_The problem_
Copy the data below verbatim, from the line containing "beard, outputting a bounding box per occurrence." through the last line of the data, including both of those lines.

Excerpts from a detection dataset
******

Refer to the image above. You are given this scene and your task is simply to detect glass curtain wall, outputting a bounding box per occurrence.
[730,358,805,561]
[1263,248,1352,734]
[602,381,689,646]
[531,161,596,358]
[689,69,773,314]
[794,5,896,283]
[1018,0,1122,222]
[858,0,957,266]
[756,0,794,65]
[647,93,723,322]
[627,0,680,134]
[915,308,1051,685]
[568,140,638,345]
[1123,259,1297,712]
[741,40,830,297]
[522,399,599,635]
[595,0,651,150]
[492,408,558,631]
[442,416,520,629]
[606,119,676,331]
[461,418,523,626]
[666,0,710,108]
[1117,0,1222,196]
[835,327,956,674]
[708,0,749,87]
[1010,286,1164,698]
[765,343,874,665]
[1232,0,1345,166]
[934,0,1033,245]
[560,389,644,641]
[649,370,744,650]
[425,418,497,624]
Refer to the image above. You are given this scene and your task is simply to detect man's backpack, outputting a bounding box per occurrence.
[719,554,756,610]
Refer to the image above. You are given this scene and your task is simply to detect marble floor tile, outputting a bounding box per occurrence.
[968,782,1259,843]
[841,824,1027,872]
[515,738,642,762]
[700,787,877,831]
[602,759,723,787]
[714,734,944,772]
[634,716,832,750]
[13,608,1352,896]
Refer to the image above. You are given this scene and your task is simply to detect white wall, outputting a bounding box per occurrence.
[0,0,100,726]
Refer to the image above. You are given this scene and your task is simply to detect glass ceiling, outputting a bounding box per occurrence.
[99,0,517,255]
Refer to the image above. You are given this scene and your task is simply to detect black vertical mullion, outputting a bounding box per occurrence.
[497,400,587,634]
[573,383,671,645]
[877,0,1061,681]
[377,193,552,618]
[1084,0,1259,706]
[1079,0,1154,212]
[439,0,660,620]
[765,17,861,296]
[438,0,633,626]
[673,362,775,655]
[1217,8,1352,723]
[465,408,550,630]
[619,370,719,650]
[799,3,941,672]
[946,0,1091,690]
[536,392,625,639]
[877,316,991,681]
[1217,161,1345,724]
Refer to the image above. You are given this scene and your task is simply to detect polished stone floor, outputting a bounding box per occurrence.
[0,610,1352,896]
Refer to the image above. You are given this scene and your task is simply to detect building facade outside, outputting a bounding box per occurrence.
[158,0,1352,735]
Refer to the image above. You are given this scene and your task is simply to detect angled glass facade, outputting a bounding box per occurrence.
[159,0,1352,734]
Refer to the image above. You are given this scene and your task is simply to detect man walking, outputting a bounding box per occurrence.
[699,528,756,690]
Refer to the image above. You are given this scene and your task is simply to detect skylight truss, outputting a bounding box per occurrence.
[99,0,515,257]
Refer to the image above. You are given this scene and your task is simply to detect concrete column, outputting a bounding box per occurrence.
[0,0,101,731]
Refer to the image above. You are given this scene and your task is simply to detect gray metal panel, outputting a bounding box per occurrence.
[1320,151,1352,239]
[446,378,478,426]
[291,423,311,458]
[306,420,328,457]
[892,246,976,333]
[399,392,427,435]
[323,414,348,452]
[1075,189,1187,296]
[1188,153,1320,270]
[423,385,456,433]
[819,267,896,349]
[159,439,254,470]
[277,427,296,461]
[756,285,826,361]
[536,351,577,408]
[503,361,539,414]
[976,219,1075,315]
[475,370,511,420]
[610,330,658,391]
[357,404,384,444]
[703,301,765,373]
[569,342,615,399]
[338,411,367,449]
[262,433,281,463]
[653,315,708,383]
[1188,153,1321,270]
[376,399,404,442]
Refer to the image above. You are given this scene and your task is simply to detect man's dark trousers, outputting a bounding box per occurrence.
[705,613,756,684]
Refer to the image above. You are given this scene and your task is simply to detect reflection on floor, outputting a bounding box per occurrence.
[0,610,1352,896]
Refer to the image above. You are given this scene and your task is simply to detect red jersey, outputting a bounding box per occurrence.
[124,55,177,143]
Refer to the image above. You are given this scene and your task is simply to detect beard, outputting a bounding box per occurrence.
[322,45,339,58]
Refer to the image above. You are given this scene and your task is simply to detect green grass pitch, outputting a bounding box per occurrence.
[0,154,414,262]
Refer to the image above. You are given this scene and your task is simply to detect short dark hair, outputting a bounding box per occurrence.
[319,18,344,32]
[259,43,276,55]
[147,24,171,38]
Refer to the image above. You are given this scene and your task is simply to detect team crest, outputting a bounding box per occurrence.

******

_Solution below_
Refer to the image above. You are given this scene and your task is simply to detect beard, outputting a bounding box per occurrence.
[322,45,339,58]
Refer to the image above. You are given this scene and your task is simply to detect green grass pitch, outputting a bounding box per occurrence.
[0,154,414,262]
Refer to the image above. You are given this scene and your task is simply to detect short dark hair, outputting a bounding box per occurrence.
[319,18,344,32]
[259,43,276,55]
[147,24,171,38]
Refer to the image above. You are given this scene and your task is simply to detect team crest, outputting a bounding box per occurrence.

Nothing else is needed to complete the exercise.